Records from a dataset
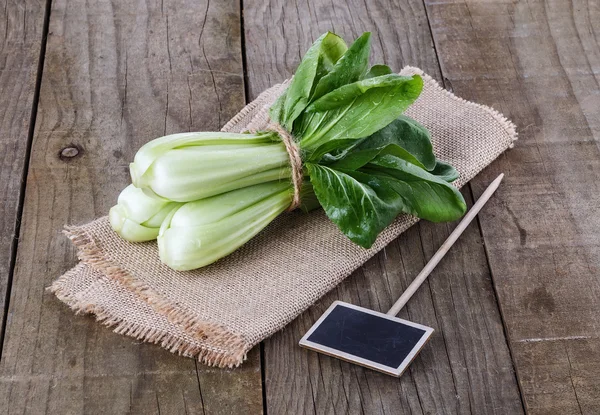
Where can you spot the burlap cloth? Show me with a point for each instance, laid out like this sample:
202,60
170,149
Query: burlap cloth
219,312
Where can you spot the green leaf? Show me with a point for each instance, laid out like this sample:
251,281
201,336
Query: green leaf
445,171
316,63
378,70
359,204
349,68
403,137
354,111
425,195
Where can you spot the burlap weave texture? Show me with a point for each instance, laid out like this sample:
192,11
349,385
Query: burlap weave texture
219,312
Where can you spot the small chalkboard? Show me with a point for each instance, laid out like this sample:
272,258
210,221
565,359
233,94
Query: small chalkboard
366,337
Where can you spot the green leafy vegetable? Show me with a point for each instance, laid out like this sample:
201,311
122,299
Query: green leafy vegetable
359,204
318,61
202,195
426,196
355,111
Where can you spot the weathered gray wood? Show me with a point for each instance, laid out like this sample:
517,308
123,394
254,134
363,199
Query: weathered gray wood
21,25
116,75
538,62
466,367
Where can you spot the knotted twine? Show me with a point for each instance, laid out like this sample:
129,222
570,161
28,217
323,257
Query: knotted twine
218,313
258,123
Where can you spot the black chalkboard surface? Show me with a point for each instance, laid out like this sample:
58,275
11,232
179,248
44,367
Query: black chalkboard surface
366,337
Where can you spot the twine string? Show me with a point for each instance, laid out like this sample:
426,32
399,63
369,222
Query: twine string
295,161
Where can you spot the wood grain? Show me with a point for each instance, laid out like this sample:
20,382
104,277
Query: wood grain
466,367
117,74
538,62
21,26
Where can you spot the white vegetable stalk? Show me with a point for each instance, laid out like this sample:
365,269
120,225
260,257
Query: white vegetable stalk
201,232
137,217
191,166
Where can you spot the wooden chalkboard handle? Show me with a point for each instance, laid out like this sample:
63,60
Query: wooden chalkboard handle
445,247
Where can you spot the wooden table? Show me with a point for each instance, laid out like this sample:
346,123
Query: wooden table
515,305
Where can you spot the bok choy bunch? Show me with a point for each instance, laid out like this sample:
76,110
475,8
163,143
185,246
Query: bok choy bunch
339,127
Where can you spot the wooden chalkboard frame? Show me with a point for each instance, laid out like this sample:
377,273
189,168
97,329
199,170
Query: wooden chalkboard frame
394,371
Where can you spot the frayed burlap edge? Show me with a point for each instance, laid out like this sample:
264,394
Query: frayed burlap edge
150,335
233,348
204,331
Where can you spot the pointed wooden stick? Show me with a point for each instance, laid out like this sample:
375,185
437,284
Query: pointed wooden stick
445,247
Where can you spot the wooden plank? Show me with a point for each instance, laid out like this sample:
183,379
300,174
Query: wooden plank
466,367
538,62
117,73
21,26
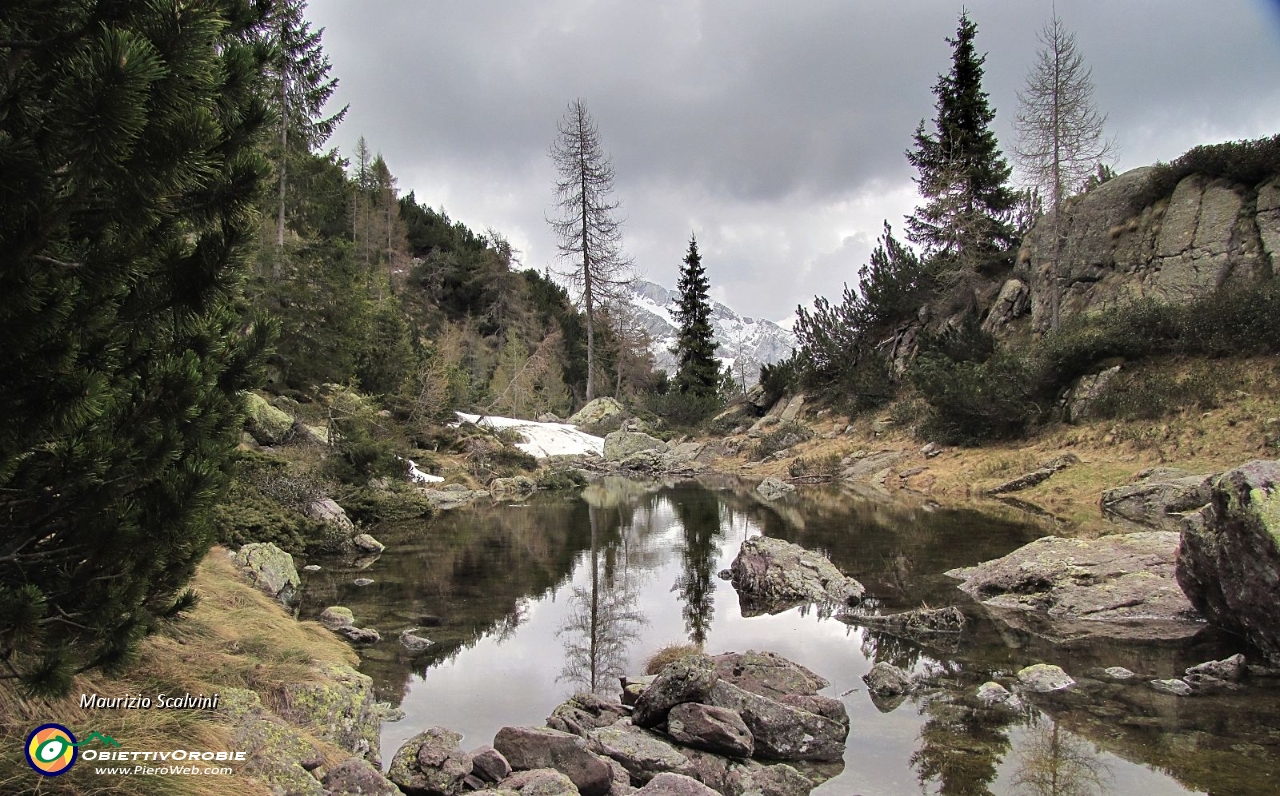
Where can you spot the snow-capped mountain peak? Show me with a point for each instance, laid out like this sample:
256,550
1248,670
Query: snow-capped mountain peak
745,343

## Task objective
Without including any picture, retype the entries exactly.

## Response to this exercise
Where can you spot the burlap cloth? Show me with a point for each instance, laid out like this sample:
202,60
170,149
Query: burlap cloth
219,312
Where can you spot the green leaf? Show me with a point for each instance, laid out like this sample:
251,281
201,336
Query: green leaf
445,171
316,63
378,70
359,204
349,68
403,137
354,111
425,195
Where can you spot the burlap weave texture? Show me with a point for each instance, laid out like this sample:
192,11
349,385
Query: burlap weave texture
219,312
Where can you spot the small chalkboard? Show me with a point for each instance, laid out like this sample:
272,258
210,221
565,359
233,94
Query: small chalkboard
366,337
Where can you spot the green leafy vegetable? Show me with a point for each instance, laid out like this sample:
201,311
122,299
Query: green leafy vegetable
359,204
318,61
202,195
426,196
355,111
Where can you spot the weathered gray wood? Show me with a point for each instance, laid out like this sample:
517,308
123,394
254,134
363,199
Query: weathered gray wood
21,25
116,75
538,62
466,367
Where can you spot the knotted twine? Show me with a point for each instance, laid out like this sample:
129,222
570,161
28,217
323,257
Query: knotted twine
218,313
258,123
Where can you spot the black chalkboard surface? Show me with a point for each instance, laid out like this sample:
58,275
11,232
179,248
44,367
Query: black chalkboard surface
366,337
Where can you spot the twine string? Show me with a point for each instance, laid out like this sample:
426,32
399,63
369,222
Query: twine string
295,161
Where can you spot the wood grain? Show me with a point for each instance, laid out like this sample:
20,382
104,277
Query: wood grain
466,367
117,74
538,62
21,26
Where can you spot the white vegetable stalk? Show me with a point for each instance, laid out like this sample:
365,269
120,225
260,257
Query: white vegetable stalk
201,232
137,217
191,166
Where can you spot the wooden chalkboard handle? Show me with a point for each instance, laid out like this sample:
63,60
Query: wooden chalkboard handle
445,247
Where can you spot the wooden table? Show me with a point for each instance, laid out like this sample:
346,123
Query: wooden table
515,305
Where can you spot the bok choy bunch? Show me with a point for each instance, laid out like this sample:
76,110
475,8
163,143
185,246
Query: bok choy bunch
339,127
Where can you spot the wooden chalkboard frame? Show me with a point for each instance, laid out like this sample:
377,273
189,168
97,329
199,170
Query: wooden chalkboard frame
394,371
Where can you spot the frayed burlap edge? Show me with a point for each instance, laid out like this sample:
264,394
Query: frayed burlap edge
150,335
233,348
204,331
Where can you spot the pointed wooden stick? Show me with a point for each instance, laid out like this sample:
375,185
437,284
Query: pointed wooden stick
445,247
Where can you spot the wooden plank? Show me with a point for each instance, laid out like this sample:
183,379
300,174
Query: wooden plank
466,367
538,62
117,73
21,26
Where can you spot the snow-capped mountain peak? Show me with a point for each instance, laid out like this sample:
256,550
1248,670
Query: snow-capped mountain peak
745,343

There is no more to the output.